## WHAT THE TASK ASKS
Count how many lines in the listing below contain the string "cloud", matching case exactly, and reply with only that number.
□ □ □ □ □ □ □
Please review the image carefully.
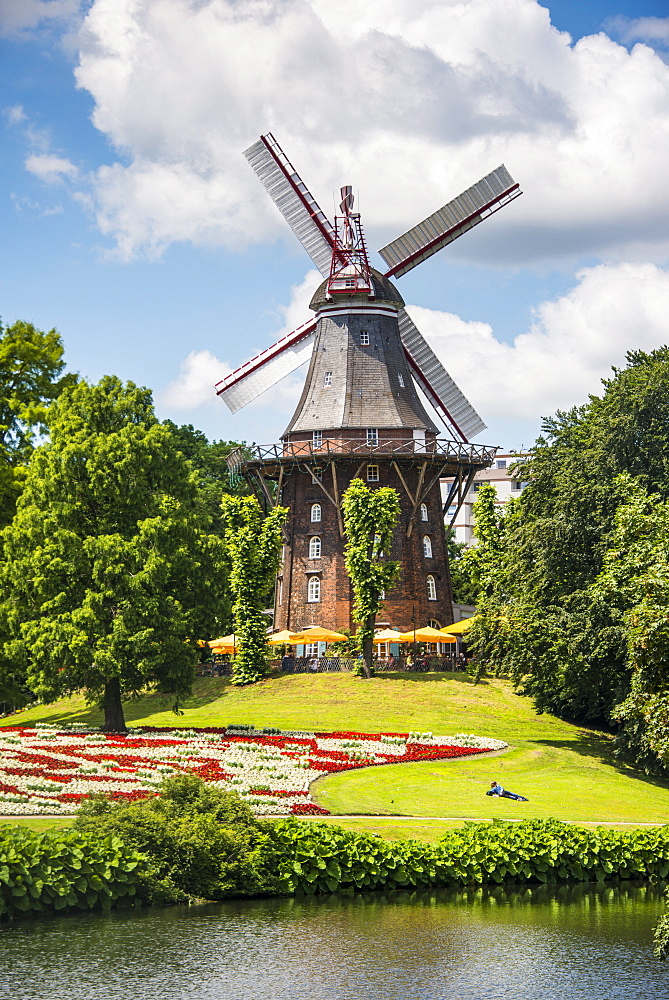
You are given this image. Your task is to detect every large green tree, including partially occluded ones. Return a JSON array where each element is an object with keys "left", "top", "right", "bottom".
[
  {"left": 2, "top": 377, "right": 225, "bottom": 730},
  {"left": 0, "top": 322, "right": 76, "bottom": 527},
  {"left": 221, "top": 495, "right": 288, "bottom": 684},
  {"left": 341, "top": 479, "right": 400, "bottom": 677}
]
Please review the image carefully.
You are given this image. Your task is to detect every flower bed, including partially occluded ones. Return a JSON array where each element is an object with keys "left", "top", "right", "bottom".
[{"left": 0, "top": 726, "right": 507, "bottom": 816}]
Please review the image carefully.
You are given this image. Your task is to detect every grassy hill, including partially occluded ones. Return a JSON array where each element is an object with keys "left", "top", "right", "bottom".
[{"left": 5, "top": 674, "right": 669, "bottom": 839}]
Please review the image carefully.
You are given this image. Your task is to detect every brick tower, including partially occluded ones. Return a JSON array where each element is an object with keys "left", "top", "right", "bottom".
[{"left": 217, "top": 136, "right": 520, "bottom": 631}]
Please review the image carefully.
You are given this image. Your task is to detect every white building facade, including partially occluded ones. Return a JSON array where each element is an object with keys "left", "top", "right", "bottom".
[{"left": 441, "top": 452, "right": 527, "bottom": 545}]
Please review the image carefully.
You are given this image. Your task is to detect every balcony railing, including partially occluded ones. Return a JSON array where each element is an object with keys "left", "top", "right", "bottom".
[{"left": 227, "top": 437, "right": 497, "bottom": 472}]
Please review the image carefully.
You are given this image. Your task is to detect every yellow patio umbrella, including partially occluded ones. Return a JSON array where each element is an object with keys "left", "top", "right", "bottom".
[
  {"left": 293, "top": 625, "right": 347, "bottom": 642},
  {"left": 267, "top": 628, "right": 297, "bottom": 646},
  {"left": 207, "top": 634, "right": 239, "bottom": 653},
  {"left": 441, "top": 615, "right": 476, "bottom": 635},
  {"left": 398, "top": 625, "right": 455, "bottom": 642},
  {"left": 373, "top": 628, "right": 402, "bottom": 642}
]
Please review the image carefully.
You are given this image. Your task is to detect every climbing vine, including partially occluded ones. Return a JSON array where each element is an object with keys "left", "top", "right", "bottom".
[
  {"left": 341, "top": 479, "right": 400, "bottom": 677},
  {"left": 221, "top": 496, "right": 288, "bottom": 684}
]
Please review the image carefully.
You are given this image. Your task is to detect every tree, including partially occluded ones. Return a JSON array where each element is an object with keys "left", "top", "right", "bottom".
[
  {"left": 2, "top": 377, "right": 225, "bottom": 731},
  {"left": 163, "top": 420, "right": 250, "bottom": 535},
  {"left": 341, "top": 479, "right": 400, "bottom": 677},
  {"left": 0, "top": 322, "right": 76, "bottom": 527},
  {"left": 221, "top": 496, "right": 288, "bottom": 684}
]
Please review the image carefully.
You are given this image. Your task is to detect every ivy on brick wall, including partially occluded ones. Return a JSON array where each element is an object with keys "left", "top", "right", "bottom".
[
  {"left": 221, "top": 496, "right": 288, "bottom": 684},
  {"left": 341, "top": 479, "right": 400, "bottom": 677}
]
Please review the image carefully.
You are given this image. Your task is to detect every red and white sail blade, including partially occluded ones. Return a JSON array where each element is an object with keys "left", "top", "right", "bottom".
[
  {"left": 216, "top": 319, "right": 316, "bottom": 413},
  {"left": 398, "top": 309, "right": 486, "bottom": 441},
  {"left": 379, "top": 164, "right": 522, "bottom": 278},
  {"left": 244, "top": 133, "right": 334, "bottom": 278}
]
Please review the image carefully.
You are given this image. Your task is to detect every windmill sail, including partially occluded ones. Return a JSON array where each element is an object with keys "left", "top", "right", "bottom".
[
  {"left": 244, "top": 133, "right": 335, "bottom": 278},
  {"left": 216, "top": 319, "right": 316, "bottom": 413},
  {"left": 398, "top": 309, "right": 486, "bottom": 441},
  {"left": 379, "top": 164, "right": 522, "bottom": 278}
]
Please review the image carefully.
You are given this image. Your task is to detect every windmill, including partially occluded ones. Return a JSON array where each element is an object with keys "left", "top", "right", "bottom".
[{"left": 216, "top": 134, "right": 521, "bottom": 628}]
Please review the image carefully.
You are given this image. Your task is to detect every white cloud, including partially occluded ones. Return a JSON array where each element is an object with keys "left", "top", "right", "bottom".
[
  {"left": 24, "top": 153, "right": 78, "bottom": 184},
  {"left": 409, "top": 263, "right": 669, "bottom": 423},
  {"left": 0, "top": 0, "right": 79, "bottom": 36},
  {"left": 72, "top": 0, "right": 669, "bottom": 265},
  {"left": 160, "top": 351, "right": 232, "bottom": 410}
]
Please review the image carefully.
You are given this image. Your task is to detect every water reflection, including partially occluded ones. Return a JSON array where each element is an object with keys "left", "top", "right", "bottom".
[{"left": 0, "top": 886, "right": 669, "bottom": 1000}]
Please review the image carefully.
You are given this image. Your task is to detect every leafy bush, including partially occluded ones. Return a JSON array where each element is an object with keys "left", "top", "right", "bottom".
[
  {"left": 76, "top": 774, "right": 285, "bottom": 902},
  {"left": 0, "top": 827, "right": 148, "bottom": 919},
  {"left": 273, "top": 820, "right": 669, "bottom": 894}
]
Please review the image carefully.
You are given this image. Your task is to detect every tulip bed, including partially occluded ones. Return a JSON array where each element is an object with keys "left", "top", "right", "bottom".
[{"left": 0, "top": 725, "right": 507, "bottom": 816}]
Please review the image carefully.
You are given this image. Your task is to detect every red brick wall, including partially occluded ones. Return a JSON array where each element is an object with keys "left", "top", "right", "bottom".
[{"left": 275, "top": 459, "right": 453, "bottom": 631}]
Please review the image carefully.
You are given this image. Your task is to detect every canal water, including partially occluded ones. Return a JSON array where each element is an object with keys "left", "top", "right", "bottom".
[{"left": 0, "top": 886, "right": 669, "bottom": 1000}]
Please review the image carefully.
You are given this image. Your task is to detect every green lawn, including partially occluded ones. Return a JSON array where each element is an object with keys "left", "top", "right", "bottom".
[{"left": 5, "top": 674, "right": 669, "bottom": 839}]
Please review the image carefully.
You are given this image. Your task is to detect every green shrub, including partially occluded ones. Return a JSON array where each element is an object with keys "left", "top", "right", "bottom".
[
  {"left": 75, "top": 774, "right": 286, "bottom": 902},
  {"left": 273, "top": 820, "right": 669, "bottom": 893},
  {"left": 0, "top": 827, "right": 148, "bottom": 919}
]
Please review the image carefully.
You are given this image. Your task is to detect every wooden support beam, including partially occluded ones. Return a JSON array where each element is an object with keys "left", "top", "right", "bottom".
[{"left": 407, "top": 462, "right": 427, "bottom": 538}]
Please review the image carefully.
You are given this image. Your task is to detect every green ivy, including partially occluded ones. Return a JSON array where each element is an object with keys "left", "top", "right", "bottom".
[
  {"left": 221, "top": 496, "right": 288, "bottom": 684},
  {"left": 341, "top": 479, "right": 400, "bottom": 677},
  {"left": 274, "top": 820, "right": 669, "bottom": 894},
  {"left": 0, "top": 827, "right": 148, "bottom": 919}
]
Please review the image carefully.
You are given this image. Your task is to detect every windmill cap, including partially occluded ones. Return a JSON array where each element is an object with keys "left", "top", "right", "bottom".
[{"left": 309, "top": 267, "right": 404, "bottom": 312}]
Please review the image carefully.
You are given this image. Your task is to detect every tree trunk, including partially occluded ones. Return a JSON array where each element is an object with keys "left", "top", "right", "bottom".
[
  {"left": 102, "top": 677, "right": 128, "bottom": 733},
  {"left": 362, "top": 615, "right": 376, "bottom": 678}
]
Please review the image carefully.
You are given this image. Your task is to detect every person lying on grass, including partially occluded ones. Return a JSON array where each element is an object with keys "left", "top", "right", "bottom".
[{"left": 486, "top": 781, "right": 529, "bottom": 802}]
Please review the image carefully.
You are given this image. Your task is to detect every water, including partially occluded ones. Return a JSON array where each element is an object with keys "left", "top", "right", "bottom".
[{"left": 0, "top": 886, "right": 669, "bottom": 1000}]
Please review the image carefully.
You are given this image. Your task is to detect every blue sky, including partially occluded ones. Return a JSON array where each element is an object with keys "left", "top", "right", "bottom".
[{"left": 0, "top": 0, "right": 669, "bottom": 448}]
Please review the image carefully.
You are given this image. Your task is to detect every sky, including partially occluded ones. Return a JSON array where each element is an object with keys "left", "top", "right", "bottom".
[{"left": 0, "top": 0, "right": 669, "bottom": 450}]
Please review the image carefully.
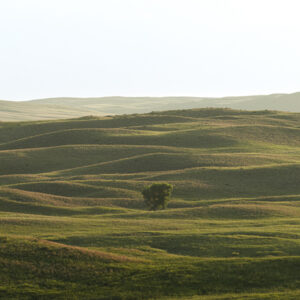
□ □ □ □ □ □ □
## RESULT OF THIS TASK
1